** Text block **
##############################
San Gimignano, Siena, Italy.

 

Taken with the 10.2mp Nikon D60, refreshed from JPEG with my latest post processing workflow, for nostalgia. Loved the series of shots I took at this location, this one as I was making my way to the medieval town center in the late afternoon hence the sun was low, peeping through from above the roofs on the left side thus partially illuminating the buildings on the right and the bell tower ahead. Regrettably I did not shoot RAW back then.

 

I've always loved the colors coming from this humble camera with CCD sensor. Personally Nikon dropped the ball when they 1st moved from CCD sensors to CMOS, never warmed up to the colors from my subsequent D7000 and sold it after a brief ownership. This mostly boils down to different color filter arrays being used when Nikon shifted from CCD to CMOS. Modern CMOS sensors are usually optimized for high ISO and high resolution (instead of color) which is typically what the market wants.

 

Newest is not universally the greatest as shills will like us to believe.

 

Gear forums can be a good place for learning but it is such a minefield for beginners these days as forums get infiltrated with insufferable fanboi shills.

 

You get Nikon shills proclaiming that the Nikon Z7ii autofocus is at least as good as the A9ii which has a stacked sensor! This was coming from a fanboi shill who shot mostly landscape and hardly anything else that moves even moderately. It's like saying the Toyota 7-seater MPV is as fast as a Ferrari just because the driver never drove the Ferrari beyond 1st gear!
##############################
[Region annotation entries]
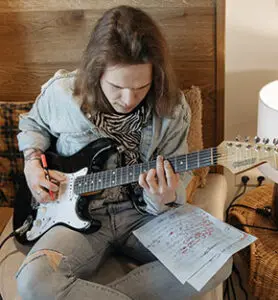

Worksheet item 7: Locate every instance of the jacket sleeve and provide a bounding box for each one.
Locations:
[17,82,54,151]
[143,93,192,215]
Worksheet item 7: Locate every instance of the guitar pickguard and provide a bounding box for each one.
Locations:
[26,168,91,241]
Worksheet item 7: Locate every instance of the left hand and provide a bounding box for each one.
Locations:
[139,156,179,204]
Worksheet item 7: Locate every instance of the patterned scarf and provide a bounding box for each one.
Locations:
[89,105,148,206]
[93,105,146,165]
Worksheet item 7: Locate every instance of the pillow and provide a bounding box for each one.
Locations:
[0,102,33,206]
[183,86,209,203]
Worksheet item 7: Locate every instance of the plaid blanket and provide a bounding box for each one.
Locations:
[0,102,33,207]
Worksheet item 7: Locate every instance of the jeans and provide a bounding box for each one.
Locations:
[16,201,231,300]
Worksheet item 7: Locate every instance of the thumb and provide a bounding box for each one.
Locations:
[49,170,67,182]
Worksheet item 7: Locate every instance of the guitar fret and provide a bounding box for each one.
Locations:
[74,148,217,194]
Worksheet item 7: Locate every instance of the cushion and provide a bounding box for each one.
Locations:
[183,86,209,202]
[0,86,209,206]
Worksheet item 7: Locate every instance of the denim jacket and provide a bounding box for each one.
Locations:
[17,70,191,215]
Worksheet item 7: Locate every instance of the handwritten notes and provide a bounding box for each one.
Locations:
[133,204,256,290]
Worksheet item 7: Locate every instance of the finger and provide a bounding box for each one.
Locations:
[139,173,149,190]
[33,187,52,203]
[164,160,177,187]
[156,155,167,188]
[40,178,59,192]
[146,169,158,194]
[49,170,67,182]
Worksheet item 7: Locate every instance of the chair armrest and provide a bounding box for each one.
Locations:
[192,174,228,221]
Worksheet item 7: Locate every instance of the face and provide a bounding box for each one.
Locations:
[100,64,152,114]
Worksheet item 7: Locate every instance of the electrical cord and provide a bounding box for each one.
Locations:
[0,232,15,249]
[224,176,278,300]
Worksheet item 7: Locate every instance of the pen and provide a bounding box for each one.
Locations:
[41,154,54,200]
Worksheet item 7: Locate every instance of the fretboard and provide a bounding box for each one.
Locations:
[74,148,219,195]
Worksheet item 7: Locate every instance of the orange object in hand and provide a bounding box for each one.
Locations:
[41,154,55,201]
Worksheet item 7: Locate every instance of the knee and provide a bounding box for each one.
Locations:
[16,250,63,300]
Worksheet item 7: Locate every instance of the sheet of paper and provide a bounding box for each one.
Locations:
[133,204,256,290]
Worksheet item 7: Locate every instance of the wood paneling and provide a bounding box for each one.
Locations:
[0,0,215,12]
[0,0,224,147]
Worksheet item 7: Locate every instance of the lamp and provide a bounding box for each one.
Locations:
[257,80,278,225]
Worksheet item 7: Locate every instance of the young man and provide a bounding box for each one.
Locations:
[17,6,232,300]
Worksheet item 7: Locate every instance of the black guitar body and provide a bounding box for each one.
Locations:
[13,138,121,244]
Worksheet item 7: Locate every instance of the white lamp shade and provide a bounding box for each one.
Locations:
[257,80,278,183]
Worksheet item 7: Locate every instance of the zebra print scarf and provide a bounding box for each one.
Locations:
[93,105,146,165]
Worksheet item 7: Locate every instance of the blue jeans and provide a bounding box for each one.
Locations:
[16,201,231,300]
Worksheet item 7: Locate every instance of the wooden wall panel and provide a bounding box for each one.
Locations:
[0,0,224,147]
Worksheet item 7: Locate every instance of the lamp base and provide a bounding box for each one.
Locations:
[272,183,278,226]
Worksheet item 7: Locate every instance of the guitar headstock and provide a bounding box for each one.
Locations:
[217,137,278,174]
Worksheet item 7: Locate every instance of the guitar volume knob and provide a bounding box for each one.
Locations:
[35,219,42,227]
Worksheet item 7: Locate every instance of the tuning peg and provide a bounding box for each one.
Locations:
[244,136,250,143]
[254,136,261,144]
[263,138,269,144]
[236,134,241,142]
[273,138,278,146]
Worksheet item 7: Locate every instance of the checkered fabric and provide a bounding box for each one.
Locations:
[0,102,33,207]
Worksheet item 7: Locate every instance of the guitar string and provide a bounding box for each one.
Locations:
[74,148,221,193]
[75,147,272,192]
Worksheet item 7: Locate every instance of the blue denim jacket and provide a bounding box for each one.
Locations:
[17,70,191,215]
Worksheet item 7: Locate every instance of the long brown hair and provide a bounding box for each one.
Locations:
[74,6,179,116]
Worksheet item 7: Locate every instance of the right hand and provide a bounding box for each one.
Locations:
[24,160,66,203]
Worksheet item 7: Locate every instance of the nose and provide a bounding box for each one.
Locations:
[122,89,136,107]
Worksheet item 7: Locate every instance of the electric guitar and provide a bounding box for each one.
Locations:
[13,138,278,244]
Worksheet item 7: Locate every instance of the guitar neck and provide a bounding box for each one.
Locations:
[74,147,220,195]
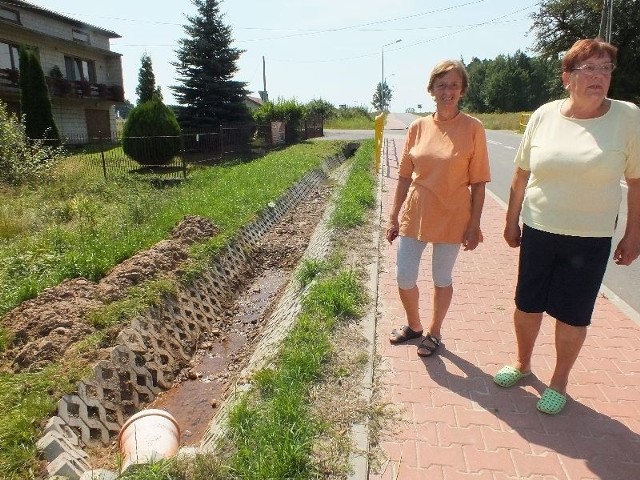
##############################
** Instructions **
a. In the San Gimignano post, reproduce word for word everything from "Newest is not" down to "beyond 1st gear!".
b. Do these statements agree with the San Gimignano post? Answer yes or no for each, quoting the words that decide it. (i) The shot was taken in the late afternoon. (ii) The photo was captured in RAW. (iii) The D7000 stayed with its owner for many years.

** Answer list **
a.
Newest is not universally the greatest as shills will like us to believe.

 

Gear forums can be a good place for learning but it is such a minefield for beginners these days as forums get infiltrated with insufferable fanboi shills.

 

You get Nikon shills proclaiming that the Nikon Z7ii autofocus is at least as good as the A9ii which has a stacked sensor! This was coming from a fanboi shill who shot mostly landscape and hardly anything else that moves even moderately. It's like saying the Toyota 7-seater MPV is as fast as a Ferrari just because the driver never drove the Ferrari beyond 1st gear!

b.
(i) Yes: "in the late afternoon hence the sun was low"
(ii) No: "Regrettably I did not shoot RAW back then."
(iii) No: "sold it after a brief ownership"